— Start Source text —
But not everyone was impressed with this rare display of governmental

efficiency. Swiftly rebounding from the whiplash, a collection of states quickly

moved to intervene in the various lawsuits challenging the rule around the country

(including this one), arguing that because the federal government was now

demonstrably in cahoots with the plaintiffs, the states should be allowed to take up

the mantle of defending the Trump-era rule. Pointing to the fact that the Supreme

Court had both stayed multiple lower courts’ injunctions of the rule and—until the

new administration voluntarily dismissed its appeals—planned to review the rule’s

validity, the states contended there is something amuck about the federal

government’s new rulemaking-by-collusive-acquiesce.
— End Source text —
— Start Items —
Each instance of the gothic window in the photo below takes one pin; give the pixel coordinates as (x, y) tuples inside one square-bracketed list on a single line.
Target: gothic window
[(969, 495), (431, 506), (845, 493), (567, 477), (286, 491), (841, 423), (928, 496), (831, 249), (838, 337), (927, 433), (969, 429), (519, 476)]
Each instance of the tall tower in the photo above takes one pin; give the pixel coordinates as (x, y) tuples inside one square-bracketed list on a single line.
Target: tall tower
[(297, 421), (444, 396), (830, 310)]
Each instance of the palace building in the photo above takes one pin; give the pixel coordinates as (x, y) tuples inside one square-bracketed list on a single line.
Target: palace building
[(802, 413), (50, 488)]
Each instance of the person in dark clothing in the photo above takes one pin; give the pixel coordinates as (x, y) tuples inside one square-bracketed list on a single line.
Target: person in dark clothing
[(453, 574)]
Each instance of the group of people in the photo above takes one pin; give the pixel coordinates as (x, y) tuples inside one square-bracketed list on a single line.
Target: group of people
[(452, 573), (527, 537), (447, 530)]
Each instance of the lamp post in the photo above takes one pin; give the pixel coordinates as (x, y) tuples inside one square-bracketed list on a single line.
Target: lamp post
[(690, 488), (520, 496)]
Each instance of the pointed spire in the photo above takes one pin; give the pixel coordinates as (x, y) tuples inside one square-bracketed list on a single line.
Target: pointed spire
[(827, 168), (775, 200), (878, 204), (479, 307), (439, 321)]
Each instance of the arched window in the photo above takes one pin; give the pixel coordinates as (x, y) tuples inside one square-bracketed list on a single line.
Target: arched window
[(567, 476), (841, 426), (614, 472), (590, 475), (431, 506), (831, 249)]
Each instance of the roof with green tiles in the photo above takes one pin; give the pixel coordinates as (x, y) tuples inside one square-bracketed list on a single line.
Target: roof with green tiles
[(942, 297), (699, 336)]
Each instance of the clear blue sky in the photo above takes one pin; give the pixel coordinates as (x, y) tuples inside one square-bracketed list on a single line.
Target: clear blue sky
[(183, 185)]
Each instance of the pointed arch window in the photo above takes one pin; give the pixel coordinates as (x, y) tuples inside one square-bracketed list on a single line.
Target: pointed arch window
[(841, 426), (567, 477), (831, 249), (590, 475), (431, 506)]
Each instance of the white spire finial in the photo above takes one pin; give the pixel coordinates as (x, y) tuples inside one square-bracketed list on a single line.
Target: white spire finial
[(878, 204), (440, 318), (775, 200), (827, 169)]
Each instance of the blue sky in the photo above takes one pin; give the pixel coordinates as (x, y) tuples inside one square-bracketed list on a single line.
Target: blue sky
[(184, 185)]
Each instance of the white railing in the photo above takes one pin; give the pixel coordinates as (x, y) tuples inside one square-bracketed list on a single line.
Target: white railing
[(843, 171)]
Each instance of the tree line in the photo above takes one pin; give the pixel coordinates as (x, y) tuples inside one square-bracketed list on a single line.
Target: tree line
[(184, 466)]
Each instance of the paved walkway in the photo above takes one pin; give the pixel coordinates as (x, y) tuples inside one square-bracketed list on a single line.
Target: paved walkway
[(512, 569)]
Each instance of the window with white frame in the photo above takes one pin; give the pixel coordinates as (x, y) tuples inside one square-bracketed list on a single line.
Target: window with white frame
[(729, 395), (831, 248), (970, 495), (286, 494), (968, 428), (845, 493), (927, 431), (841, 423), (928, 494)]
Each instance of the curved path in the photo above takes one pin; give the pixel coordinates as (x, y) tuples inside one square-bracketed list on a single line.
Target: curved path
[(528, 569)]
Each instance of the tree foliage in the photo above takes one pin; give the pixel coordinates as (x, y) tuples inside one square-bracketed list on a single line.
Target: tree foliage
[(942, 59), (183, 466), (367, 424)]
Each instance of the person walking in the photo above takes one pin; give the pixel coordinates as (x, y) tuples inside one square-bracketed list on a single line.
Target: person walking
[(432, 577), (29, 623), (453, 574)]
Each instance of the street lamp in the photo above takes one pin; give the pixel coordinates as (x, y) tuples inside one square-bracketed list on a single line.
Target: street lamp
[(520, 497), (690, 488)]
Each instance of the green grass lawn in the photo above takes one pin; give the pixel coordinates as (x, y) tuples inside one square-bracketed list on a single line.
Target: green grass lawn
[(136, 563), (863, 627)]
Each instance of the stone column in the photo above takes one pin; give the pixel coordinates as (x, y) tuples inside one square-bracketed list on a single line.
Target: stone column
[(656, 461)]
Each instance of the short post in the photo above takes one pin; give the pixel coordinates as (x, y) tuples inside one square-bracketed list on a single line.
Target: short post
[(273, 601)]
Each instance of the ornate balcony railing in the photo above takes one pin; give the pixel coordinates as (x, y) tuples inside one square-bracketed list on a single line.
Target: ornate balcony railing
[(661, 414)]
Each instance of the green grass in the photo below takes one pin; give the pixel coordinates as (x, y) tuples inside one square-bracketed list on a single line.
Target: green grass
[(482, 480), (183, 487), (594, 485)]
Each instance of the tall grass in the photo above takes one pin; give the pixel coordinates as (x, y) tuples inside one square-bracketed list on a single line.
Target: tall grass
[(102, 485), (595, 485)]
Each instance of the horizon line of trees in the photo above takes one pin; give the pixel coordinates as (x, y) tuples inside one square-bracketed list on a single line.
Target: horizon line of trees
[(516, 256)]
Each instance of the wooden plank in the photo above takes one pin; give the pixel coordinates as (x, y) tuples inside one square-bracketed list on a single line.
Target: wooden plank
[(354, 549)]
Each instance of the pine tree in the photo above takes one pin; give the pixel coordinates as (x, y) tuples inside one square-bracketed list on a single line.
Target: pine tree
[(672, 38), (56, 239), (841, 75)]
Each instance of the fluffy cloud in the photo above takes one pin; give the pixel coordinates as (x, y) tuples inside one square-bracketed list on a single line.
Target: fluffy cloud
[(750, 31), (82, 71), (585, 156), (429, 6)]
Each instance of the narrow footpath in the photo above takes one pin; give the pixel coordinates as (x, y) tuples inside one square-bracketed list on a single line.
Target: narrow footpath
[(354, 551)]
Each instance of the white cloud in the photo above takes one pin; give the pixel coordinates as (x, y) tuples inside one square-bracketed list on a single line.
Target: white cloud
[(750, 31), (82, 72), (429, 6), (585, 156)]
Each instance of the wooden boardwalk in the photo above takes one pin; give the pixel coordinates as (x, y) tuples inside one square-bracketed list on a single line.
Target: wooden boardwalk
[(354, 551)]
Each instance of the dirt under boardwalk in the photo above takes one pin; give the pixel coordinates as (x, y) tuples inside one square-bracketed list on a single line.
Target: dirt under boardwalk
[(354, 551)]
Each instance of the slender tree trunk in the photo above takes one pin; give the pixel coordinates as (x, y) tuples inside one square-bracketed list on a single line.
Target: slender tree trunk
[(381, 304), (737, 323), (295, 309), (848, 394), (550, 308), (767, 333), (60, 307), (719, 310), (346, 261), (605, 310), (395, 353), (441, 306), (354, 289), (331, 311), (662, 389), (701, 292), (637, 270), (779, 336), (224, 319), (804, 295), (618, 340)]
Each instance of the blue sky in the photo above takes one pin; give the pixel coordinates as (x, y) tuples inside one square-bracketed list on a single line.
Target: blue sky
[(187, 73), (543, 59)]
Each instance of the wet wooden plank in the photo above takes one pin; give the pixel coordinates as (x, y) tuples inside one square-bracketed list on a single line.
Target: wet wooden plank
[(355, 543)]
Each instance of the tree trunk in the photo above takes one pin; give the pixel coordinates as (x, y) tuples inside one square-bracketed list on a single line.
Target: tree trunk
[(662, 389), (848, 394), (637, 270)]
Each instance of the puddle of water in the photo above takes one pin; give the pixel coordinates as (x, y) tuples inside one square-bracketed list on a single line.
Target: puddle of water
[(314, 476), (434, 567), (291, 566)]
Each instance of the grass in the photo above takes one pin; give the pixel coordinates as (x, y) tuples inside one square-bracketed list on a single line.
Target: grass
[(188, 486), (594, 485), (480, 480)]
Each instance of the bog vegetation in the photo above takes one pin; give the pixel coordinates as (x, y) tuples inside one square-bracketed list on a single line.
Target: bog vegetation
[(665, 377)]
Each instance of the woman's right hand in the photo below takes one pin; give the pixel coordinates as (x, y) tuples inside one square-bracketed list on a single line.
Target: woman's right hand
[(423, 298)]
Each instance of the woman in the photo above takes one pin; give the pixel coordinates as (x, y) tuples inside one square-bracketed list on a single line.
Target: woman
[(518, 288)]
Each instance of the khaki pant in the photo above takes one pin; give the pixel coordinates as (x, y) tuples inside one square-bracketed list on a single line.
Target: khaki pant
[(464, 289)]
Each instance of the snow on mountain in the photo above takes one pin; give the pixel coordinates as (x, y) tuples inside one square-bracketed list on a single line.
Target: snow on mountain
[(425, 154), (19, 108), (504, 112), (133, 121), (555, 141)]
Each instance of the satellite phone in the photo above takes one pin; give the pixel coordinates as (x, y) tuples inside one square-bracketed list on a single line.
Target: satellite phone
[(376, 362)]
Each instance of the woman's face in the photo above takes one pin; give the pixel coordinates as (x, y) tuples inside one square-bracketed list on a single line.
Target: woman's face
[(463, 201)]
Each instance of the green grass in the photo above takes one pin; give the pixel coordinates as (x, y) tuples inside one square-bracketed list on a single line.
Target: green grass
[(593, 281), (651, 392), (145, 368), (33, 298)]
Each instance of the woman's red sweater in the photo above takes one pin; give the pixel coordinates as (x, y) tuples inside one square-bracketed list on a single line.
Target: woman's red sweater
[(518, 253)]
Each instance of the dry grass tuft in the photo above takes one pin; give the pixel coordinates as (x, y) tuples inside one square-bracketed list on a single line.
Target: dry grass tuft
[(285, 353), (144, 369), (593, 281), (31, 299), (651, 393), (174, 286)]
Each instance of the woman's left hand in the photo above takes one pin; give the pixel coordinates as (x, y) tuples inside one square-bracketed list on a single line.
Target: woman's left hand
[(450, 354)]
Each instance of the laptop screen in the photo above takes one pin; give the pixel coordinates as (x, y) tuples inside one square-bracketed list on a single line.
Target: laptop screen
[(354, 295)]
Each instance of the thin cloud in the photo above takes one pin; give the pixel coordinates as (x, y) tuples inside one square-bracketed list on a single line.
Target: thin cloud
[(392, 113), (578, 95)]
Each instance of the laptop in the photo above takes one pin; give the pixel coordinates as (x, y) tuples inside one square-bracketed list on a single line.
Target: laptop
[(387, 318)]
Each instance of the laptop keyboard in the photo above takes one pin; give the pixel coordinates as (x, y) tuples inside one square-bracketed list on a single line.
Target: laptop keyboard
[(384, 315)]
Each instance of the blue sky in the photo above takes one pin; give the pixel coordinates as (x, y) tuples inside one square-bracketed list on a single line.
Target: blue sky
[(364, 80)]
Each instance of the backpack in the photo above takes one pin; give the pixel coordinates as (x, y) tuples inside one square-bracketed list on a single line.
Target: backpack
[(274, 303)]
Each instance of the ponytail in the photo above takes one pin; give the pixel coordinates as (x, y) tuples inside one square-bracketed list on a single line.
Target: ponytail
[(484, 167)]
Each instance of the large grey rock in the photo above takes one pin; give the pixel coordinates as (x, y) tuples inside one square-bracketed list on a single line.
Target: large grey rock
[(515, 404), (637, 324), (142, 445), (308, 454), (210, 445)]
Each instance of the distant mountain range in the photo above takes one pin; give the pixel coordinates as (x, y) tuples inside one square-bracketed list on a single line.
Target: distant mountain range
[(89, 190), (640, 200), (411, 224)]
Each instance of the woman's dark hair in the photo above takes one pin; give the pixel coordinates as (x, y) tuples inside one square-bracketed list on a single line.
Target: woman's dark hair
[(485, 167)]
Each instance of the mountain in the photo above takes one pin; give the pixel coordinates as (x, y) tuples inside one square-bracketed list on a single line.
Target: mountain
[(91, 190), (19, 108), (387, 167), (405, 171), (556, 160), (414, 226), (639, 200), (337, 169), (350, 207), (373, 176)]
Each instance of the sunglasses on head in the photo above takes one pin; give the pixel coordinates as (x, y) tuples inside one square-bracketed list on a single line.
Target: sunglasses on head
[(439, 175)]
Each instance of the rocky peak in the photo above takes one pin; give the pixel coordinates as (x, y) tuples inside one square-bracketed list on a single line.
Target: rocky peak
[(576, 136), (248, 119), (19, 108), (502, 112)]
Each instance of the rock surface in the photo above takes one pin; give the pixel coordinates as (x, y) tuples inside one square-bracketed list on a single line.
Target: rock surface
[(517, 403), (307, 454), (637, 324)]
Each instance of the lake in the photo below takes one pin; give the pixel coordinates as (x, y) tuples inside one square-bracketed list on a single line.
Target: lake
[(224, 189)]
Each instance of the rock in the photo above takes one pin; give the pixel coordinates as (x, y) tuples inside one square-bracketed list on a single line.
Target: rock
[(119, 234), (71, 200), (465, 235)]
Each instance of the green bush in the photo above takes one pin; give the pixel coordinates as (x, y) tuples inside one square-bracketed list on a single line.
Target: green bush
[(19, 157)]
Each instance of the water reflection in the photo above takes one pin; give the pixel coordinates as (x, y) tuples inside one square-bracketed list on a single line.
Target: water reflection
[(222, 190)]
— End Items —
» Exercise tasks:
1: In the legal passage, what had the Supreme Court done to multiple lower courts' injunctions of the rule?
2: Rescale the records from the line with "Each instance of the wet" up to and including the line with "[(665, 377)]", repeating every line, requests included. Multiply each coordinate in the answers by 0.95 and round to whole numbers, with halves rounded up.
The legal passage and the records have nothing to do with each other.

» Answer list:
1: It had stayed them.

2:
Each instance of the wet wooden plank in the photo above takes one pin; give the pixel coordinates as (x, y) tuples inside one square-bracketed list on a single line.
Target: wet wooden plank
[(337, 516)]
Each instance of the tree trunk in the photo above takes one pin; give the pixel coordinates as (x, y) tuples inside one square-bracketed list on a single line.
Target: tree trunk
[(629, 370), (806, 374), (605, 257)]
Each instance of the puddle of water in the photo above takes one pin; give the pixel coordinates as (x, y) tuples inside one square-bracketed list on a single line.
Target: puddle of water
[(298, 452), (412, 539), (276, 538)]
Each instance of the grass in the photo above takes one pin; give the pixel coordinates as (x, y) tuples inside one square-bracketed list on a single line.
Target: grass
[(179, 462), (564, 461), (456, 456)]
Each instance of the bog vegetation in the photo above takes one pin; give the pixel coordinates as (x, y) tuples inside one square-bracketed list on a single line.
Target: bog vegetation
[(632, 358)]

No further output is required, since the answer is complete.